GOAL ▸
Format the lines of the entries below, starting with the line that contains "If you could point at the white building" and continuing through the final line of the entries, as a JSON list of strings. Give each line as a separate string, include both end lines, and leave out any blank lines.

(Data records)
◇ ◇ ◇ ◇ ◇ ◇ ◇
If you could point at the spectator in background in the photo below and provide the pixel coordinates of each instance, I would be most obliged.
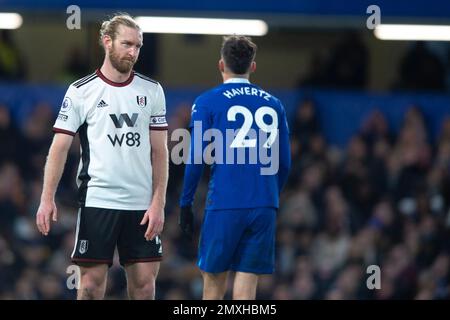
(75, 67)
(421, 69)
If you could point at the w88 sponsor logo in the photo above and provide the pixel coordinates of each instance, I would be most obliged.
(131, 139)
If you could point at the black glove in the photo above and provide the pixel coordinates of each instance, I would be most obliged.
(186, 221)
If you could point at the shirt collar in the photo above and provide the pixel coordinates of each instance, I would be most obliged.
(237, 80)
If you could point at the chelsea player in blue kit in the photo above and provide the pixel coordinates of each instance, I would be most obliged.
(246, 127)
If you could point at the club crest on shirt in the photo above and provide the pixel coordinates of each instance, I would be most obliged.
(141, 101)
(83, 246)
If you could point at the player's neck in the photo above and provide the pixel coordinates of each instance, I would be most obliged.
(226, 76)
(112, 74)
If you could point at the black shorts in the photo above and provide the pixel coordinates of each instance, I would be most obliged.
(100, 231)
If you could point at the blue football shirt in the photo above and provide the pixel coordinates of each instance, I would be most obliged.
(242, 132)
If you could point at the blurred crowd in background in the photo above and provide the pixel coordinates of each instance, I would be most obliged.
(383, 200)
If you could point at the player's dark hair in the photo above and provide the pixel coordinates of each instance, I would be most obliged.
(238, 52)
(109, 27)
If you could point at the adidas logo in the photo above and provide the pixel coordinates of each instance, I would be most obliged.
(102, 104)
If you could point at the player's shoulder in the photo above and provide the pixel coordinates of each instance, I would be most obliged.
(146, 80)
(269, 96)
(85, 81)
(211, 94)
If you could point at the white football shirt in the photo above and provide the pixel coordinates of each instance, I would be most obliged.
(113, 122)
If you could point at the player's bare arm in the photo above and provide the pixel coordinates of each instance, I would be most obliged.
(54, 167)
(160, 163)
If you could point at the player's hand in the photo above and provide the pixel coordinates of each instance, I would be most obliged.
(155, 219)
(47, 210)
(186, 221)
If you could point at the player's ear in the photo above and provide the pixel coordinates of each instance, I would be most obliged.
(253, 67)
(221, 66)
(107, 42)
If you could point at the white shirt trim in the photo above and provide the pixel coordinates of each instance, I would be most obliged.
(237, 80)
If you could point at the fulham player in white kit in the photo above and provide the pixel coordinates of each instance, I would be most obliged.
(119, 116)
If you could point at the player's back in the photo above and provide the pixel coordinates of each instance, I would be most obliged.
(247, 156)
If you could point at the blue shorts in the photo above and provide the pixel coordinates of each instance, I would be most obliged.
(238, 240)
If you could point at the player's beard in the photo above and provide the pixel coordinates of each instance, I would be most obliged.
(123, 65)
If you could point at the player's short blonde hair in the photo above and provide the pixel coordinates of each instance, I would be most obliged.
(109, 27)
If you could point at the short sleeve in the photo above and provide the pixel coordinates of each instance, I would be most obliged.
(70, 114)
(200, 115)
(158, 113)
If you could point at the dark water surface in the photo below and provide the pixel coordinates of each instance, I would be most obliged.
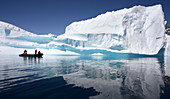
(83, 77)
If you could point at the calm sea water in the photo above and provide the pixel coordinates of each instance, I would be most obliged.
(83, 77)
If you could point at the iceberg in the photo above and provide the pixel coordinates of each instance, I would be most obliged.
(137, 30)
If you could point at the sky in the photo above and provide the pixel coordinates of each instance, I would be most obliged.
(52, 16)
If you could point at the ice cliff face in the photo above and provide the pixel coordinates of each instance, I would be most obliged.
(137, 30)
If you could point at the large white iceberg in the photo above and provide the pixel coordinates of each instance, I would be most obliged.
(139, 30)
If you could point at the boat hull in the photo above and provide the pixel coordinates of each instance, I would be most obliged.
(31, 55)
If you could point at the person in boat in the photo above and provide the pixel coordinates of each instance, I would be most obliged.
(35, 51)
(39, 52)
(25, 51)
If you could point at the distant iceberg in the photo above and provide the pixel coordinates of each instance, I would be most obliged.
(138, 30)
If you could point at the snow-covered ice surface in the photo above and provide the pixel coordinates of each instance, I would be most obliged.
(138, 30)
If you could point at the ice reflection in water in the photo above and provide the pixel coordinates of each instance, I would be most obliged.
(114, 78)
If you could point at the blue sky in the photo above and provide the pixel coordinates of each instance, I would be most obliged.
(52, 16)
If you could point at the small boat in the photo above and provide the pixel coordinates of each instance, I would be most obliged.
(31, 55)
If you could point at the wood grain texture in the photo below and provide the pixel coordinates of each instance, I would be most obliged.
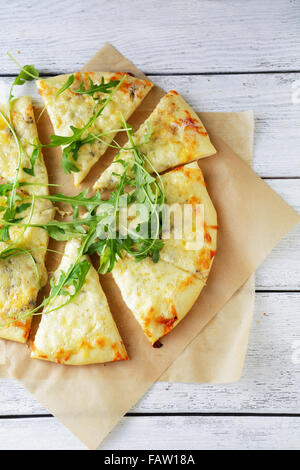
(156, 432)
(161, 37)
(270, 382)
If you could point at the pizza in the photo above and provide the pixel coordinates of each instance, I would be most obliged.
(23, 275)
(83, 331)
(177, 137)
(158, 294)
(161, 294)
(196, 248)
(24, 124)
(74, 109)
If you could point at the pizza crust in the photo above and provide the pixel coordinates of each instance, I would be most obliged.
(158, 294)
(25, 127)
(82, 332)
(178, 137)
(185, 185)
(19, 281)
(71, 109)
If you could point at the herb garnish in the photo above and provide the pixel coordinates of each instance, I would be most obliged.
(97, 228)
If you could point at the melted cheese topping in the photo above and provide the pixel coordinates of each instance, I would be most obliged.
(19, 281)
(178, 137)
(71, 109)
(186, 185)
(82, 332)
(158, 294)
(25, 127)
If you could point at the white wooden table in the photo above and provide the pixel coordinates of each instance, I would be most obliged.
(222, 56)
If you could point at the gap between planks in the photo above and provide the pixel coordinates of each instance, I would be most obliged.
(170, 414)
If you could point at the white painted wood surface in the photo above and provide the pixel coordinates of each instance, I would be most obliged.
(157, 432)
(160, 36)
(217, 40)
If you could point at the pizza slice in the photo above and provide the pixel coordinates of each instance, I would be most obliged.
(32, 168)
(71, 108)
(22, 270)
(158, 294)
(178, 137)
(82, 332)
(191, 239)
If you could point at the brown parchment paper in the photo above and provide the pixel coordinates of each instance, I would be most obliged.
(90, 400)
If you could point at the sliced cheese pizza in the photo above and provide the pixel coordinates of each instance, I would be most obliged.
(191, 245)
(83, 331)
(22, 275)
(69, 108)
(158, 294)
(178, 137)
(24, 124)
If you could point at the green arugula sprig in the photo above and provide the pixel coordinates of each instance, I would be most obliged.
(94, 88)
(97, 229)
(73, 142)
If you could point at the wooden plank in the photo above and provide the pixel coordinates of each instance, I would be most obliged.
(277, 119)
(270, 382)
(206, 36)
(281, 270)
(160, 432)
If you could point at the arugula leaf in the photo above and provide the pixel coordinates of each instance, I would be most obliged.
(34, 156)
(75, 278)
(94, 88)
(4, 233)
(73, 142)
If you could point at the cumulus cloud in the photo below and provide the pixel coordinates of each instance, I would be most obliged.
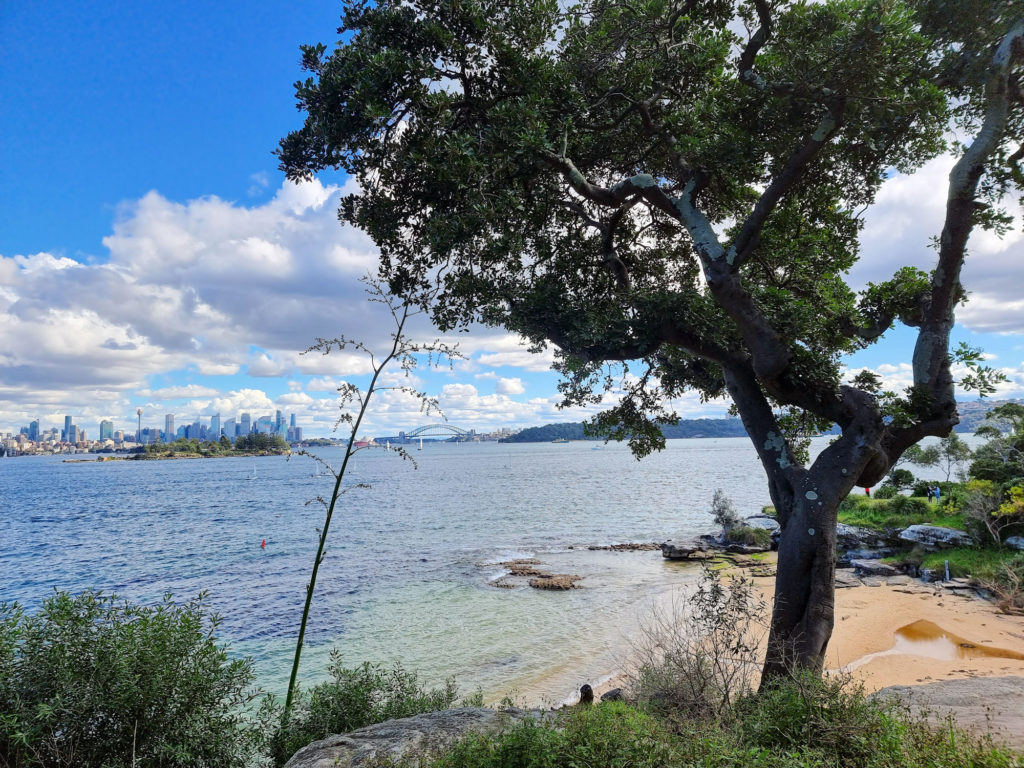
(510, 386)
(900, 226)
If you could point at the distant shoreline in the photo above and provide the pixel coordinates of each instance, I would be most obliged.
(166, 457)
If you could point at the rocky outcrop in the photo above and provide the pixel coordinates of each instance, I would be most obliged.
(987, 706)
(554, 582)
(935, 537)
(682, 550)
(413, 737)
(873, 567)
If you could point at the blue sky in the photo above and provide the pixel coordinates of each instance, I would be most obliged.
(152, 255)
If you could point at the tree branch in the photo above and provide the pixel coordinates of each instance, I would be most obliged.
(931, 359)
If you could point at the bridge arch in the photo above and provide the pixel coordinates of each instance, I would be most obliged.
(436, 430)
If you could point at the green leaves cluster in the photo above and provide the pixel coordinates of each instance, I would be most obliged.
(95, 681)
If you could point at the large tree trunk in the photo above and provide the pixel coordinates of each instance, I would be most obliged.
(803, 611)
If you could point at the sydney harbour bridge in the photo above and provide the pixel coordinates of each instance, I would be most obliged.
(448, 432)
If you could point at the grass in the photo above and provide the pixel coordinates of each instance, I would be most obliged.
(882, 514)
(965, 561)
(798, 724)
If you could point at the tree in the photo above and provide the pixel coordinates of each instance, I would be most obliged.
(948, 454)
(662, 198)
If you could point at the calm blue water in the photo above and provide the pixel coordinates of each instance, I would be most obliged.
(409, 559)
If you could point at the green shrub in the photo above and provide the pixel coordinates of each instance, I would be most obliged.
(750, 537)
(887, 492)
(608, 734)
(352, 698)
(94, 681)
(910, 506)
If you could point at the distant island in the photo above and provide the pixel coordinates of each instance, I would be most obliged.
(685, 428)
(972, 414)
(250, 444)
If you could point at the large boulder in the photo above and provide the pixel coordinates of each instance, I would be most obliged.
(682, 550)
(762, 521)
(875, 567)
(413, 737)
(852, 538)
(935, 537)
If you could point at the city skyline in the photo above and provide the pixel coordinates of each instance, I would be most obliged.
(193, 287)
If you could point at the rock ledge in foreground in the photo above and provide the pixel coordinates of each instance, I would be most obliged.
(430, 732)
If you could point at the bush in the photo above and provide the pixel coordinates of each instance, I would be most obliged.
(909, 506)
(808, 713)
(609, 734)
(93, 681)
(723, 511)
(750, 537)
(887, 492)
(699, 654)
(352, 698)
(1007, 583)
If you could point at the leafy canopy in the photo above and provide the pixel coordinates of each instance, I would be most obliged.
(668, 181)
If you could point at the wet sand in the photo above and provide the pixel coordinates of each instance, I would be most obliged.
(918, 634)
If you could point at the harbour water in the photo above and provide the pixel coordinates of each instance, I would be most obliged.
(410, 558)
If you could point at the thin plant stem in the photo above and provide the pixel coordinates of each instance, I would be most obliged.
(349, 451)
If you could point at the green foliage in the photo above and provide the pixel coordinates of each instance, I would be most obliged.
(749, 537)
(354, 696)
(93, 681)
(697, 656)
(886, 492)
(799, 723)
(260, 442)
(898, 512)
(723, 511)
(980, 562)
(579, 430)
(612, 734)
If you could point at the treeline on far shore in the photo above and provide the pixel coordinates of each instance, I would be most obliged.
(685, 428)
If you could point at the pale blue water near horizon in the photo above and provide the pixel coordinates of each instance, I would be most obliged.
(410, 559)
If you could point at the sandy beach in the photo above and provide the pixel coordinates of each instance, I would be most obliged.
(901, 632)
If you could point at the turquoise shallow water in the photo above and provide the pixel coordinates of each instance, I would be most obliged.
(410, 559)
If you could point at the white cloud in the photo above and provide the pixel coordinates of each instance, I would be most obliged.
(510, 386)
(898, 230)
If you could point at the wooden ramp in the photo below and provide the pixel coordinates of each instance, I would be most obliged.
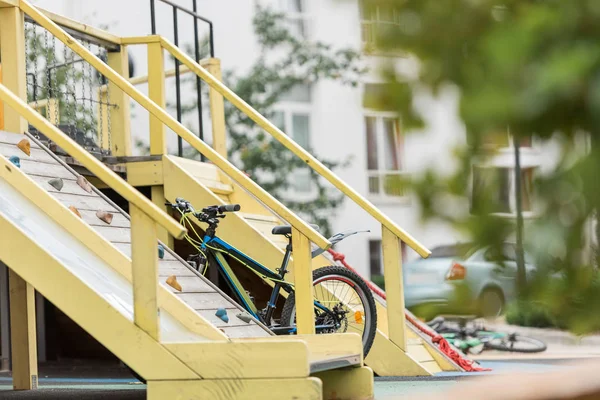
(81, 264)
(250, 231)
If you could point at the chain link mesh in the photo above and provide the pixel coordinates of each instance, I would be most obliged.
(67, 90)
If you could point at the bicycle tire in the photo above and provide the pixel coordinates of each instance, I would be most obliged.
(516, 344)
(289, 308)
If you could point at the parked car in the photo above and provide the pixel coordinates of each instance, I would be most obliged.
(431, 285)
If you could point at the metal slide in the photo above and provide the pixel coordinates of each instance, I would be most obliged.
(250, 231)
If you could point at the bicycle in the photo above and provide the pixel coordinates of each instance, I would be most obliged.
(477, 338)
(343, 301)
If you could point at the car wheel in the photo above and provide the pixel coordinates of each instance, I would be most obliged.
(491, 303)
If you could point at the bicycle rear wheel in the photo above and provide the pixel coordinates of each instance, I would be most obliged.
(348, 301)
(516, 343)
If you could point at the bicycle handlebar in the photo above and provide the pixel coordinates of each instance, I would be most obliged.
(211, 211)
(229, 208)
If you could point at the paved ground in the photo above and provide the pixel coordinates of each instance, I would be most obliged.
(110, 382)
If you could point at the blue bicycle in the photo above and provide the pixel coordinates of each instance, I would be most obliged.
(342, 300)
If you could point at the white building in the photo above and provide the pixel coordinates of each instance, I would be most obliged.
(332, 117)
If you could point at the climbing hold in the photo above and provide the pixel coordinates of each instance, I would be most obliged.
(56, 183)
(244, 317)
(172, 281)
(85, 185)
(104, 216)
(222, 313)
(75, 211)
(25, 146)
(15, 160)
◇ ◇ ◇ ◇ ◇ ◇ ◇
FINISHED TASK ▸
[
  "If you could point at the white building in the photo above and provide the pixel coordinates of each instance, I would be most obliged.",
  "(332, 117)",
  "If you could point at the climbing hold in the photo above and provide the pixel coordinates of each instance, I would be most obliged.",
  "(56, 183)",
  "(244, 317)",
  "(172, 281)",
  "(85, 185)",
  "(104, 216)",
  "(222, 313)",
  "(75, 211)",
  "(25, 146)",
  "(15, 160)"
]